Written task 1: Condense the paragraph of the excerpt below that begins "Poltergeist is an American horror film franchise" into a short bulleted list that keeps its main facts.

Excerpt:
╔══
Poltergeist is an American horror film franchise distributed by Metro-Goldwyn-Mayer during the 1980s. The original trilogy revolves around the members of the Freeling family, who are stalked and terrorized by a group of ghosts, led by a demon known as the Beast, that are attracted to the youngest daughter, Carol Anne. The original film was co-written and produced by Steven Spielberg. The Poltergeist films collected a total of approximately $132 million at the United States box office.

Fox 2000 Pictures and Metro-Goldwyn-Mayer released a "revisionist" reboot of the series on May 22, 2015.

Films

Poltergeist (1982)
╚══
Rows:
╔══
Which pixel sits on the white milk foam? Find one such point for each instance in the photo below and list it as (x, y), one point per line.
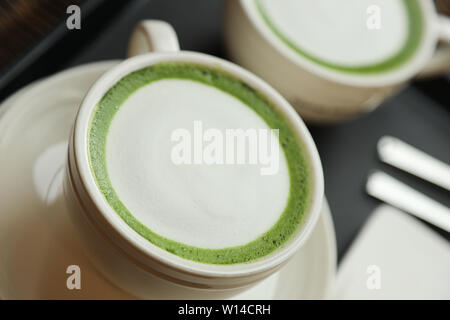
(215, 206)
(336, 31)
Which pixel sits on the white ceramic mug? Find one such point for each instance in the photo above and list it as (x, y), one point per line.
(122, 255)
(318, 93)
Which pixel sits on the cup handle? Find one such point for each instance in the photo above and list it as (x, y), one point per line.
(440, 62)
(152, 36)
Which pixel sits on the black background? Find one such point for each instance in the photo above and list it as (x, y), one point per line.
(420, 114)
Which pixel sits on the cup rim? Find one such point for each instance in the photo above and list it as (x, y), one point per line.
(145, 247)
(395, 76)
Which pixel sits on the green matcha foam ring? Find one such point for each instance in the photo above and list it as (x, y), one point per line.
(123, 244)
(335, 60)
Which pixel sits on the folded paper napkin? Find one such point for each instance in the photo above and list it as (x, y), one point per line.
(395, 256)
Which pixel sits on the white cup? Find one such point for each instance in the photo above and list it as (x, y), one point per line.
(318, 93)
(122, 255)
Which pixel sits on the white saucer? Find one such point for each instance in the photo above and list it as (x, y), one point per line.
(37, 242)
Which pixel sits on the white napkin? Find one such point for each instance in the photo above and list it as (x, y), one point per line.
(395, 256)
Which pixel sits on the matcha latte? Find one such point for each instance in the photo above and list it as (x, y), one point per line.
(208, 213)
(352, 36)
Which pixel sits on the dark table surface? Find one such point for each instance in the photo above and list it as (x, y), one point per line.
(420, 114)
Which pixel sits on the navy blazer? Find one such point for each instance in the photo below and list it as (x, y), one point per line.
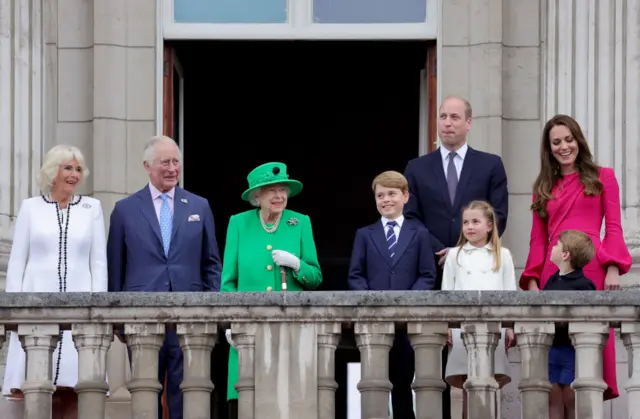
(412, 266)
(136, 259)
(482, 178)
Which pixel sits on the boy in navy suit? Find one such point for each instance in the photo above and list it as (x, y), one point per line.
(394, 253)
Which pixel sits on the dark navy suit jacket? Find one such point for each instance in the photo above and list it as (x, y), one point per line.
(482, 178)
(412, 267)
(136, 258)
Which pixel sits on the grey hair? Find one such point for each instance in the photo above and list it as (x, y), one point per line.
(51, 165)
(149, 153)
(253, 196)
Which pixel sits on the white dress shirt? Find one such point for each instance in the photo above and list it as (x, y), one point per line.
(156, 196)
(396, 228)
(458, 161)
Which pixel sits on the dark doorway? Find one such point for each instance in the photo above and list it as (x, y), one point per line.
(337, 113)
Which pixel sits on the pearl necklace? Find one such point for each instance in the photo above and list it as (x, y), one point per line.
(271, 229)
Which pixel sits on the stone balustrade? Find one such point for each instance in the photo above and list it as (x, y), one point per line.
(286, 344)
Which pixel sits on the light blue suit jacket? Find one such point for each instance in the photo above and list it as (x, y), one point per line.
╚══
╔══
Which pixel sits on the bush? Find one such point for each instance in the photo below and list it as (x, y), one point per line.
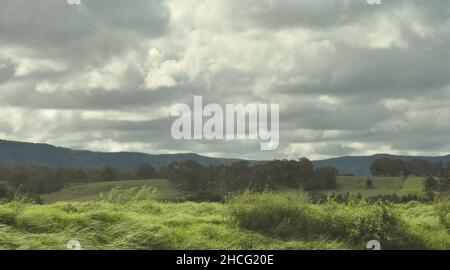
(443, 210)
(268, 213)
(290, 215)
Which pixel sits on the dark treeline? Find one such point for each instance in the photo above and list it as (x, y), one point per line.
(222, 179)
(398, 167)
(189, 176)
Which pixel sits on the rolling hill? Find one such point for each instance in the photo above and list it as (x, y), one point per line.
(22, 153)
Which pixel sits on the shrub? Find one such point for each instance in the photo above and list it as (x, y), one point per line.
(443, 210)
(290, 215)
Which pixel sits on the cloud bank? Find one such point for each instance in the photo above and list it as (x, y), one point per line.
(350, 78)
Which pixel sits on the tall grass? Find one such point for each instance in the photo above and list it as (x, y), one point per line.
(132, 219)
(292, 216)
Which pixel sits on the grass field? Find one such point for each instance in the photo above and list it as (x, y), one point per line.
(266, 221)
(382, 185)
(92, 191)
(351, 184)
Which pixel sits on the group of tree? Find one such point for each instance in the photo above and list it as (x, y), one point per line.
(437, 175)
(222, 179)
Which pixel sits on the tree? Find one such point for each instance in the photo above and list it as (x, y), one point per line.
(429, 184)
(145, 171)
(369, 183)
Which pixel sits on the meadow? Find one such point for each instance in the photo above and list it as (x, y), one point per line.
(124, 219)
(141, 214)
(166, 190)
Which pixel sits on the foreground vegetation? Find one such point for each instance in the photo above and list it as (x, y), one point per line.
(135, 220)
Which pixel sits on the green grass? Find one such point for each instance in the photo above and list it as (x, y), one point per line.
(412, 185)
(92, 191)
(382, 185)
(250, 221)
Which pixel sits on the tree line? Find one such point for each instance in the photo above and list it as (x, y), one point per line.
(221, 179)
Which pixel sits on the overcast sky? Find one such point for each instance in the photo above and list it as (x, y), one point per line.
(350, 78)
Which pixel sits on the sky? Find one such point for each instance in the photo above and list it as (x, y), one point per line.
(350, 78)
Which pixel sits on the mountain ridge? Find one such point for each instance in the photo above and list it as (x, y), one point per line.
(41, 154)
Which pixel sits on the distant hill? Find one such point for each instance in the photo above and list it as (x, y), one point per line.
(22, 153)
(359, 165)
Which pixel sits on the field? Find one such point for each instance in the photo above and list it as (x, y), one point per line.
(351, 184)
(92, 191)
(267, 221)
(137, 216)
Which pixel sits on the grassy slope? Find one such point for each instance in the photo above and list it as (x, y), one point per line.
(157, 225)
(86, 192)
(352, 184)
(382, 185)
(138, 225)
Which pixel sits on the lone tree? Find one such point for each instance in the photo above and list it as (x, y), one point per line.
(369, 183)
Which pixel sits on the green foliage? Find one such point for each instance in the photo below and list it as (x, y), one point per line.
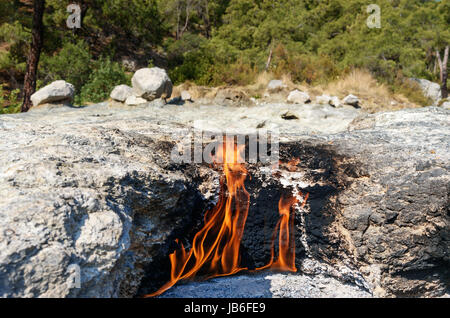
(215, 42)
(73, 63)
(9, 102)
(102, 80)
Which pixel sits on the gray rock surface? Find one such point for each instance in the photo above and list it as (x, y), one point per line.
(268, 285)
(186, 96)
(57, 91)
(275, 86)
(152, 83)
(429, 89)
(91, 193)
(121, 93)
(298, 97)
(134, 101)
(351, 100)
╚══
Written task 2: Locate each line in the rows above that contains the string "field" and copy those lines. Case counts.

Exercise output 1:
- An American horror film franchise distributed by Metro-Goldwyn-Mayer in the 1980s
- Original trilogy: a group of ghosts stalks and terrorizes the Freeling family. A demon called the Beast leads the ghosts, who are drawn to the youngest daughter, Carol Anne.
- Steven Spielberg co-wrote and produced the original film.
- The films earned about $132 million at the U.S. box office.

Exercise output 2:
Which pixel sits on the grass field? Find one such point for each instance in the photo above and list it as (x, y), one point per line.
Which pixel sits on the field? Find one such point for each instance in the photo above and list it as (x, y), one point per line.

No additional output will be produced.